[[ Material provided open ]]
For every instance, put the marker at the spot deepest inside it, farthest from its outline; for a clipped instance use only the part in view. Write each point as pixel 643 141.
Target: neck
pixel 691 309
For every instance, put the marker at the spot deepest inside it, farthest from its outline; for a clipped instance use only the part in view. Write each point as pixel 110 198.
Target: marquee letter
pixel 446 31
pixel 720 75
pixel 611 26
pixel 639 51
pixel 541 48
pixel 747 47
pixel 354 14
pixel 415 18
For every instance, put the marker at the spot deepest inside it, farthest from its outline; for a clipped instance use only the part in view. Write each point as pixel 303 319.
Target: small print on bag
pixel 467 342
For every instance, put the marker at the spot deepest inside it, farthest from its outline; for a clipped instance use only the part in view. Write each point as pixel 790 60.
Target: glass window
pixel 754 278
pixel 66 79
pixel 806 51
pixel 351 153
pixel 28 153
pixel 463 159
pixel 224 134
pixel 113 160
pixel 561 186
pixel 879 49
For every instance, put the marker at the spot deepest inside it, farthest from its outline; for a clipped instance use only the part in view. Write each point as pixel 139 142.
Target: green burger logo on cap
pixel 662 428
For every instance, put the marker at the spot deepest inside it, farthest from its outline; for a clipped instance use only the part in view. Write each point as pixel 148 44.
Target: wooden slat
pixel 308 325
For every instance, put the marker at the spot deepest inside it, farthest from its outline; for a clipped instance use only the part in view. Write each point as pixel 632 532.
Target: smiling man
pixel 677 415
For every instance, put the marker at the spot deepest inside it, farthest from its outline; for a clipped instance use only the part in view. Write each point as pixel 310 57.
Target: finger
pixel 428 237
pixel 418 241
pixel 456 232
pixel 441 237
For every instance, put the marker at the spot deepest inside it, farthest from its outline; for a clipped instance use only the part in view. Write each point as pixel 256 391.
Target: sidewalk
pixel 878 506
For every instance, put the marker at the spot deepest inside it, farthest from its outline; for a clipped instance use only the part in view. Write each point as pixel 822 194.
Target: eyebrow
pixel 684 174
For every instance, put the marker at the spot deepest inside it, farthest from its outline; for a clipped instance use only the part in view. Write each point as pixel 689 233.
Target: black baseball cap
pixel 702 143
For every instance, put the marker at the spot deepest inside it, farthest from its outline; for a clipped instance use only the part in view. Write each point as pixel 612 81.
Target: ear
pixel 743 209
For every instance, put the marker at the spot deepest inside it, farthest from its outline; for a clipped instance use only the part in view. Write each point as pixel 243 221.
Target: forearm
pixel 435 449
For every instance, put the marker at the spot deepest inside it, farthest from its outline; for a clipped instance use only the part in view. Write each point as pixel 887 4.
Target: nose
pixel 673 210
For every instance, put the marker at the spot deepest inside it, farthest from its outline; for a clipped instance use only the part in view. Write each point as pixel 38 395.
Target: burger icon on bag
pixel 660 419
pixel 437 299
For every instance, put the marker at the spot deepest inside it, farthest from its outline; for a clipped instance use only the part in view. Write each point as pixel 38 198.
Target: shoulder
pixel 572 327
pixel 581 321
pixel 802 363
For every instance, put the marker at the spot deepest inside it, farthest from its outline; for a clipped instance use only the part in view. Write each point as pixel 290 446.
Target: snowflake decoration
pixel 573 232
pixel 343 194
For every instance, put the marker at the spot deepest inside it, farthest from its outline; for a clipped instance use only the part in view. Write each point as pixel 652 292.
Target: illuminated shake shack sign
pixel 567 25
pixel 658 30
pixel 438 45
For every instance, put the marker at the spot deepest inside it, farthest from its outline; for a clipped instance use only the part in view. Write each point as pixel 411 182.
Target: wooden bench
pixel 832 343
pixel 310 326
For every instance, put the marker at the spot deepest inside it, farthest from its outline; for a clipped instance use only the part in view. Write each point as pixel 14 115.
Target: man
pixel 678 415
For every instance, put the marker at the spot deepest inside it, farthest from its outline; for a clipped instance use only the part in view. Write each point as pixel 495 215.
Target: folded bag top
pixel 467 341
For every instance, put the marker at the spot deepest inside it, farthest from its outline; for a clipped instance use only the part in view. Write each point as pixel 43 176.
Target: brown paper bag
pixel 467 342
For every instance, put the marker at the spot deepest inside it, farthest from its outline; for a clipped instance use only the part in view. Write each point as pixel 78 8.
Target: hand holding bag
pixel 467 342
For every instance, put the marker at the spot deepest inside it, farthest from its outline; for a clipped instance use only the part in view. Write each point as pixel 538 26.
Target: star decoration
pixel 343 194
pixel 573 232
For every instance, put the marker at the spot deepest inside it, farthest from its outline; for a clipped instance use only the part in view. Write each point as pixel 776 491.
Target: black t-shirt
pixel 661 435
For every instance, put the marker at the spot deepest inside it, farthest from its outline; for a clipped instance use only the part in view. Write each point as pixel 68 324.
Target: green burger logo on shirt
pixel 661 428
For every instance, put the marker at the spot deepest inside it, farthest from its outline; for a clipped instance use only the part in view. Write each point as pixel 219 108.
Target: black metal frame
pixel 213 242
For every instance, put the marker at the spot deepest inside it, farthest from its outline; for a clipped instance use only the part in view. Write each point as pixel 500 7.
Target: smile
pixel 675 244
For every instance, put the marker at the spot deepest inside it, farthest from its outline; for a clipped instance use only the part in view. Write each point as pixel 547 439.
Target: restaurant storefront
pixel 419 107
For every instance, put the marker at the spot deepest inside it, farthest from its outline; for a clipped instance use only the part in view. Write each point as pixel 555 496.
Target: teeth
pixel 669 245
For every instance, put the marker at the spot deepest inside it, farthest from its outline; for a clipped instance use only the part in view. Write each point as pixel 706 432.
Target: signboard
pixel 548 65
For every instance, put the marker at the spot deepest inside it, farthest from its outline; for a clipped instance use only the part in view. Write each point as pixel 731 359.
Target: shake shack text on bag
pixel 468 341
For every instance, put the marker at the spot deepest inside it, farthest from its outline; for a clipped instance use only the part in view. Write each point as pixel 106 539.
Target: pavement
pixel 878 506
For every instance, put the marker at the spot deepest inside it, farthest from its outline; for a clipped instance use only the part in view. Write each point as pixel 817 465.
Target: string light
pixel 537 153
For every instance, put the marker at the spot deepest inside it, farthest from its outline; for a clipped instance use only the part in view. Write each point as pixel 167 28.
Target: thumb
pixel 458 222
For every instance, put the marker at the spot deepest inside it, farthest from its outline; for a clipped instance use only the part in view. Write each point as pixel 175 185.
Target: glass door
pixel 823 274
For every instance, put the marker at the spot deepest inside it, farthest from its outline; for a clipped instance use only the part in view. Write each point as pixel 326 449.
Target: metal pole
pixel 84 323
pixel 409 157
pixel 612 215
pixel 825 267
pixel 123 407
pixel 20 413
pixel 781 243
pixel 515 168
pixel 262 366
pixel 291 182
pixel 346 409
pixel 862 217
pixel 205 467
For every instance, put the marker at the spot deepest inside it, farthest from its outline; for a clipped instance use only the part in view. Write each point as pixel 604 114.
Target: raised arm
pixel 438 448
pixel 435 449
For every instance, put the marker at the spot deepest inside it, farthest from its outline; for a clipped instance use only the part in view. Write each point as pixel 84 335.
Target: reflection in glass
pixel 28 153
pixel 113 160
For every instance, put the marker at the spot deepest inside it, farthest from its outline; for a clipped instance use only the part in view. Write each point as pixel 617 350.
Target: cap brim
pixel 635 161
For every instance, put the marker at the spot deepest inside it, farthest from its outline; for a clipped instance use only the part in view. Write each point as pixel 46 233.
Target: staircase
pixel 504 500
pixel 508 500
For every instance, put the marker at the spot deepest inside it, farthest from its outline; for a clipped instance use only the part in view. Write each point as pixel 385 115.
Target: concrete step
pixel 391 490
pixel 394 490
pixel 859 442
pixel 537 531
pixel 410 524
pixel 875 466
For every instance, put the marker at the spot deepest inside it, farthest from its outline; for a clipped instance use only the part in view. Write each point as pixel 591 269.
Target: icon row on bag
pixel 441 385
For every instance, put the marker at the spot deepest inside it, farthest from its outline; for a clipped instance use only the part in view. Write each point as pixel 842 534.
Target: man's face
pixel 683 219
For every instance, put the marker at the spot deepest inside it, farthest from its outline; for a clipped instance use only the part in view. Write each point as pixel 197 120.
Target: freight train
[[ Material provided closed ]]
Your instructions ->
There is a line with "pixel 495 215." and a line with "pixel 78 8." above. Copy exactly those two lines and all lines between them, with nothing else.

Result of this exercise ->
For every instance, put the marker at the spot deepest inside it, farthest from its outline; for a clipped instance use only the part in view. Write each point as pixel 495 215.
Target: folded bag top
pixel 467 341
For every instance, put the marker at the spot deepest inside it, farthest from its outline; for a clipped instance use only the part in view. Write each point as pixel 43 176.
Target: brown paper bag
pixel 467 342
For every instance, put the marker at the spot deepest inside it, farthest from its outline; for a clipped instance use only the part in view. Write each point as pixel 78 8.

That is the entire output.